Vielen lieben Dank schon einmal für eure Hilfe


----------



## Flown (2. Okt 2014)

Du bist hier im falschen Forum!

Hier les dir das durch: THREAD


----------



## VJay (2. Okt 2014)

Oh sorry 

Tut mit leid! Falls ja vielleicht doch jemand helfen kann ... wäre echt schön.
Ansonsten sorry für die Unannehmlichkeiten.


----------



## JavaSchlumpf (3. Okt 2014)

Ein bisschen Hilfe hätte ich für Dich:

Wenn ich Dich richtig verstanden habe, handelt es sich um ein PHP-Problem.

Um die Farbe zu speichern, -auch nach einem Reload oder submit- kannst Du auf die SESSION-Variable zurückgreifen:

Tutorial auf Deutsch: PHP-Einfach.de - PHP Tutorial - PHP Session
w3schoools.com: PHP Sessions

Diese bleibt so lange gespeichert, bis der Nutzer den aktiven Tab schließt.

Auch noch zwei Links zu PHP-Foren:

php.de: php.de - das Deutsche PHP-Forum
phpforum.de: PHP Forum: phpforum.de - die Community rund um PHP!

Ich hoffe, dass ich Dir hiermit helfen konnte.


----------



## Thallius (3. Okt 2014)

Was machst du denn bei einem submit überhaupt?

AUFGABE 1: Kopiere aus dem Forumsauszug den Wortlaut von "Auch noch zwei" bis einschließlich "hiermit helfen konnte.".
AUFGABE 2: Wie lange bleibt die SESSION-Variable laut dem Forumsauszug gespeichert?
AUFGABE 3: Führe den Forumsauszug zum Speichern der Farbe per PHP im Anschluss an seinen letzten Satz fort.
Die nachstehenden Datensätze sind eigenständiges Material und gehören nicht zum Forumsauszug.

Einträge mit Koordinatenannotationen
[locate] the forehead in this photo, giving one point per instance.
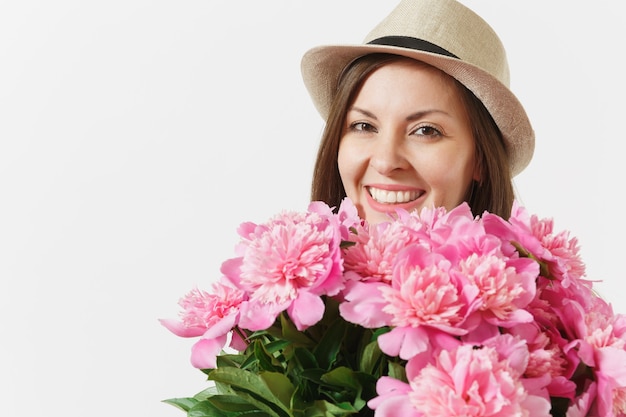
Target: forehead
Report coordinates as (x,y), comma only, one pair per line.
(404,81)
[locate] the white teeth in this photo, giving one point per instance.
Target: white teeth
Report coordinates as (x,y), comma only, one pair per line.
(392,197)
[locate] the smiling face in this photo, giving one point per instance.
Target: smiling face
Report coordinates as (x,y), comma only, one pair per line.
(406,142)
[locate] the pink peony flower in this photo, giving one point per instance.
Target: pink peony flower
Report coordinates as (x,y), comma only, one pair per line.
(469,381)
(211,316)
(287,264)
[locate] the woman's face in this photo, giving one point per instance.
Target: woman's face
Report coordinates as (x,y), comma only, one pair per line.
(406,142)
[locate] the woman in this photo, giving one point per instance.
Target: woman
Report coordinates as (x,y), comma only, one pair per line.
(425,53)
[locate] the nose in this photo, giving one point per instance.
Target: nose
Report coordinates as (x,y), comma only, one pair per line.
(388,153)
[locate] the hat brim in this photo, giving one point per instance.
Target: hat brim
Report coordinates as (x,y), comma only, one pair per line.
(323,65)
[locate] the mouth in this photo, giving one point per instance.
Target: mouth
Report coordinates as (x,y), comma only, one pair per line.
(393,197)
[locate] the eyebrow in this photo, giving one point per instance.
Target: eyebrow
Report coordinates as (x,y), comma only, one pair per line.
(411,117)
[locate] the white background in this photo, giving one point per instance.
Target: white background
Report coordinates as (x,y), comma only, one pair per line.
(135,135)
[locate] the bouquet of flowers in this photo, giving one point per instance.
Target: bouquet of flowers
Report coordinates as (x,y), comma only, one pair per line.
(437,313)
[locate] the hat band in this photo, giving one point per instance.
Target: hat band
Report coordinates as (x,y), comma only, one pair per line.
(412,43)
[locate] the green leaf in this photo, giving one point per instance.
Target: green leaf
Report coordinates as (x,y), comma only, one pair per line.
(397,371)
(280,386)
(370,358)
(231,403)
(292,334)
(305,359)
(342,377)
(264,390)
(206,409)
(325,408)
(184,404)
(330,344)
(266,361)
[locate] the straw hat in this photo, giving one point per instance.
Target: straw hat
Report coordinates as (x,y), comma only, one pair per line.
(448,36)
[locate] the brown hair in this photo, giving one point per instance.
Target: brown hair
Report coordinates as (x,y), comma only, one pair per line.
(493,193)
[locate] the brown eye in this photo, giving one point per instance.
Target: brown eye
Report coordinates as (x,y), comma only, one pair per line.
(362,127)
(427,131)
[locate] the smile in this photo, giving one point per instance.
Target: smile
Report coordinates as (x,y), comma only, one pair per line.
(393,197)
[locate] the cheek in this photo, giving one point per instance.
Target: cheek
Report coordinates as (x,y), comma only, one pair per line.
(348,163)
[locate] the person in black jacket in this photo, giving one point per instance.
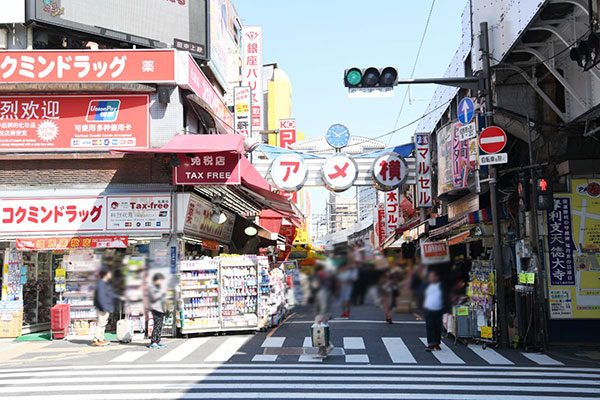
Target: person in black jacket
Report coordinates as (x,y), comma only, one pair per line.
(104,301)
(435,304)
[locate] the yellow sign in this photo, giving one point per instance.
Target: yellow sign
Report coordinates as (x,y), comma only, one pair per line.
(581,300)
(486,332)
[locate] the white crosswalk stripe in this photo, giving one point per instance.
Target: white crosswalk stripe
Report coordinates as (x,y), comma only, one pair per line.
(398,351)
(308,381)
(445,356)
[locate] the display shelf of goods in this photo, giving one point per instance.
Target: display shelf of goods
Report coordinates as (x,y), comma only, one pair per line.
(199,299)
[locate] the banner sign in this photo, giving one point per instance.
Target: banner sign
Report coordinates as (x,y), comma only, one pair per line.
(242,97)
(220,168)
(252,71)
(61,66)
(79,242)
(198,221)
(435,252)
(287,132)
(392,212)
(43,123)
(423,159)
(560,243)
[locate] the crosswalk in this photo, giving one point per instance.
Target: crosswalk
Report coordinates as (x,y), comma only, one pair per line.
(347,350)
(293,381)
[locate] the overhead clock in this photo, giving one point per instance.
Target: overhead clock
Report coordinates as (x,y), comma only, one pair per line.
(337,136)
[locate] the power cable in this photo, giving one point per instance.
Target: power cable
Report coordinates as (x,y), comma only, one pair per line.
(412,74)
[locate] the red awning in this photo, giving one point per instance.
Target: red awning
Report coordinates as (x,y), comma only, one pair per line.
(197,144)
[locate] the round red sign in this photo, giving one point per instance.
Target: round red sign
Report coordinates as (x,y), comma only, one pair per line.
(492,140)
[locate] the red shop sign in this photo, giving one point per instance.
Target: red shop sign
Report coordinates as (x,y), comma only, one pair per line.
(79,242)
(50,66)
(208,169)
(50,123)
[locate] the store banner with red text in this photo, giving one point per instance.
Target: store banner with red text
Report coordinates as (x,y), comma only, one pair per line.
(101,122)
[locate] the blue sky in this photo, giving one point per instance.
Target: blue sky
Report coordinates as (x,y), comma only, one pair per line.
(314,41)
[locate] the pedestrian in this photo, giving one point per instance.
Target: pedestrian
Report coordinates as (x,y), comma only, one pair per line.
(104,301)
(436,302)
(157,296)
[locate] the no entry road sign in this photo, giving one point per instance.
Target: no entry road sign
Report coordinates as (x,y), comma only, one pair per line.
(492,140)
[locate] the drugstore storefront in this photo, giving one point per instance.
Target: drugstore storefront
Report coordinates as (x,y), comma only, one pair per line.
(53,243)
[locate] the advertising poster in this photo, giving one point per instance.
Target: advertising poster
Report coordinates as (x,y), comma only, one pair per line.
(43,123)
(573,252)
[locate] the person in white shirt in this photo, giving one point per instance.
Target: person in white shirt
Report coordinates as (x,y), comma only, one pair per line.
(434,305)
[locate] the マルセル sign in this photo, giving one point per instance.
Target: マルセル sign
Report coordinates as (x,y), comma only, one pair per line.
(51,123)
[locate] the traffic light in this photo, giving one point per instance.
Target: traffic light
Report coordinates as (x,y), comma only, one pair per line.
(370,77)
(587,54)
(544,196)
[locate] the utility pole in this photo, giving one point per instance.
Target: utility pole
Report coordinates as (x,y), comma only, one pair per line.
(498,260)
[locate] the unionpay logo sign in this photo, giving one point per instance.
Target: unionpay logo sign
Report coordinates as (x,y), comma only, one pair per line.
(103,110)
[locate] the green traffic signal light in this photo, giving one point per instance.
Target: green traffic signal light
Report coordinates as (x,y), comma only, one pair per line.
(353,77)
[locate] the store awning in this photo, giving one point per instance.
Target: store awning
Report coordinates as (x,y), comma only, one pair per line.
(196,144)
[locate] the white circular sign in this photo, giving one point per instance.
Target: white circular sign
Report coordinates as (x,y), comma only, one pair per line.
(289,172)
(339,172)
(389,171)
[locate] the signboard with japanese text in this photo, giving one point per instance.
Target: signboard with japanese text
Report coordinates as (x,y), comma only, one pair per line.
(150,23)
(339,172)
(242,97)
(202,87)
(287,132)
(139,213)
(435,252)
(573,252)
(51,123)
(24,216)
(78,242)
(392,212)
(423,160)
(389,171)
(289,172)
(84,66)
(198,222)
(208,169)
(252,71)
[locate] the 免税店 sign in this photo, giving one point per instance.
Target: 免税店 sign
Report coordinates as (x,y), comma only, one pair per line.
(435,252)
(42,123)
(54,66)
(208,169)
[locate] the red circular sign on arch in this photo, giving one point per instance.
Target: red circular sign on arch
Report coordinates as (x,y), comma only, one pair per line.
(492,140)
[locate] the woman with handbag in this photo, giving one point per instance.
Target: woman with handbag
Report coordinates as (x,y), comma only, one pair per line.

LÖSUNG 1:
Auch noch zwei Links zu PHP-Foren:

php.de: php.de - das Deutsche PHP-Forum
phpforum.de: PHP Forum: phpforum.de - die Community rund um PHP!

Ich hoffe, dass ich Dir hiermit helfen konnte.

LÖSUNG 2: Bis der Nutzer den aktiven Tab schließt.

LÖSUNG 3:
Gruß

Claus


----------



## stg (3. Okt 2014)

Thallius hat gesagt.:


> Was machst du denn bei einem submit überhaupt?



Was spielt das für die Frage für eine Rolle?


----------



## Thallius (3. Okt 2014)

stg hat gesagt.:


> Was spielt das für die Frage für eine Rolle?



Anscheinend wird ja ein reload der Seite aufgerufen. Warum auch immer. Es besteht ja auch die Möglichkeit z.B. beim Seitenaufruf die Farbe aus dem $_POST heraus zu holen wenn diese im form mit drin ist. Aber solange man nicht weiß was er da überhaupt für ein form hat und was er damit macht ist das alles wilde Spekulationen.

Session-Variablen sind für sowas auf jeden Fall sicher nicht gedacht. Mal ganz davon abgesehen, dass er vielleicht gar keine Session hat. Cookies könnte er auch setzen aber auch das ist nicht unbedingt die feine Art. Es sei denn das Auswählen der Farbe ist eine Art Einstellungen die auch erhalten bleiben sollen, wenn der User tage später wieder auf die Seite kommt.

Du siehst es gibt unzählige Möglichkeiten die wir aber nicht abschätzen können da wir nicht wissen worum es geht.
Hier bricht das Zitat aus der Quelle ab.